4.1. Thus, the Law “On Liability for Genocide of Residents of Lithuania” established criminal liability for genocide in the Republic of Lithuania for the first time. It should be noted that in the definition of genocide this law enumerated the same protected groups as did the universally recognised international legal norms, i.e. national, ethnic, racial and religious groups; the definition of the crime of genocide did not include any social and political groups.

It should also be noted that the said law established criminal liability for genocide of Lithuania’s residents only; it was also held that the killing or torturing of people of Lithuania, the deportation of its residents, which were carried out in Lithuania during the years of the occupation by the Nazi Germany or the USSR, corresponded to the features of the crime of genocide provided for in the norms of international law, i.e. those actions could be qualified as genocide.

4.2. The Law “On Liability for Genocide of Residents of Lithuania” established that it was retroactively valid, i.e. that it was applicable with regard to the persons who had committed the actions provided for in that law prior to its entry into force. In addition, it was established that no statutory limitation would be applied to such persons.

4.3. The Law “On Liability for Genocide of Residents of Lithuania” was amended, inter alia, by the Republic of Lithuania’s Law on Supplementing the Criminal Code with Articles 621, 71 and Amending and Supplementing Articles 81, 24, 25, 26, 35, 49, 541, and 89 Thereof that was adopted by the Seimas on 21 April 1998 and came into force on 6 May 1998. By means of Paragraph 3 of Article 11 of the latter law, Articles 1, 3, 4, and 5 of the Law “On Liability for Genocide of Residents of Lithuania” (wording of 9 April 1992) were recognised as no longer valid. Thus, as from 6 May 1998, only Article 2 of the Law “On Liability for Genocide of Residents of Lithuania” remained to be valid, which contained the aforementioned provision that the killing or torturing of people of Lithuania, the deportation of its residents, which were carried out in Lithuania during the years of the occupation by the Nazi Germany or the USSR, corresponded to the features of the crime of genocide provided for in the norms of international law; the said law no longer contained any definition of the crime of genocide.

Dataset excerpt:
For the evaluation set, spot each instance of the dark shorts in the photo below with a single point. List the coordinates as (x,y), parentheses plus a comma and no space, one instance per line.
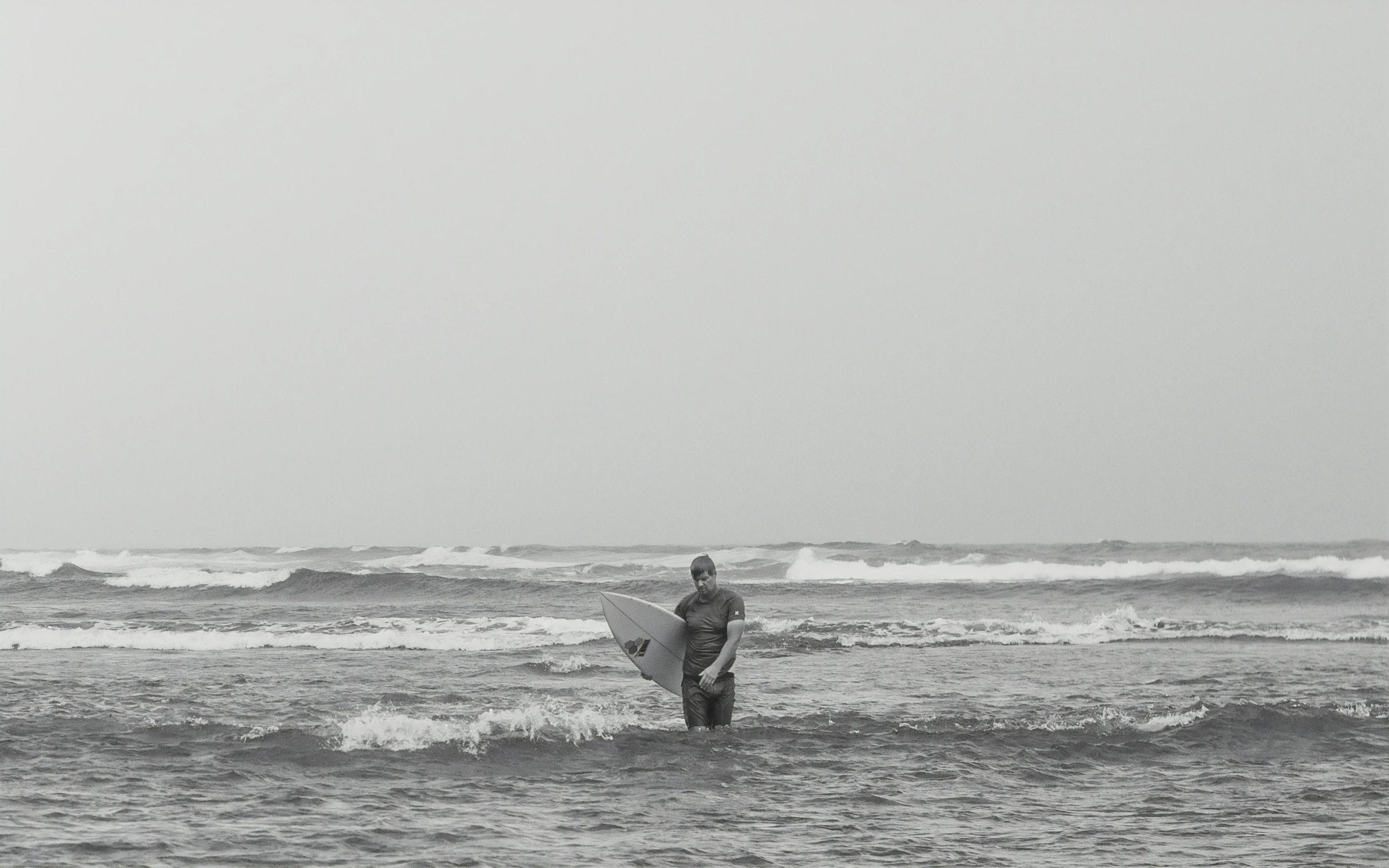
(713,707)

Exercise tasks:
[a] According to the text on Lithuania's genocide liability law, on what date did the 1998 amending law come into force?
[b] Write the next part of the text on Lithuania's genocide liability law, picking up after its final sentence.
The data above is separate material from the text on Lithuania's genocide liability law.

Results by task:
[a] 6 May 1998.

[b]
On 9 June 2011, the Seimas adopted the Republic of Lithuania’s Law Supplementing the Law “On Liability for Genocide of Residents of Lithuania” with Article 1 (this law came into force on 18 June 2011) that supplemented the Law “On Liability for Genocide of Residents of Lithuania” with the blanket provision “[l]iability for genocide of Lithuania’s residents shall be established by means of laws of the Republic of Lithuania”.

  1. It should be noted that, as from 6 May 1998, liability for genocide, inter alia, the definition of the crime of genocide, was established in the former Criminal Code of the Lithuanian SSR, which was adopted on 7 September 1961 and, serving as the Criminal Code of the Republic of Lithuania, was in force in the territory of the Republic of Lithuania after the restoration of its independence insofar as its provisions were not in conflict with the Provisional Basic Law of the Republic of Lithuania (Article 3 of the Republic of Lithuania’s Law “On the Provisional Basic Law” of 11 March 1990) and with the Constitution (Article 2 of the Republic of Lithuania’s Law “On the Procedure for Entry into Force of the Constitution of the Republic of Lithuania”). The said criminal code was effective in the Republic of Lithuania until 30 April 2003.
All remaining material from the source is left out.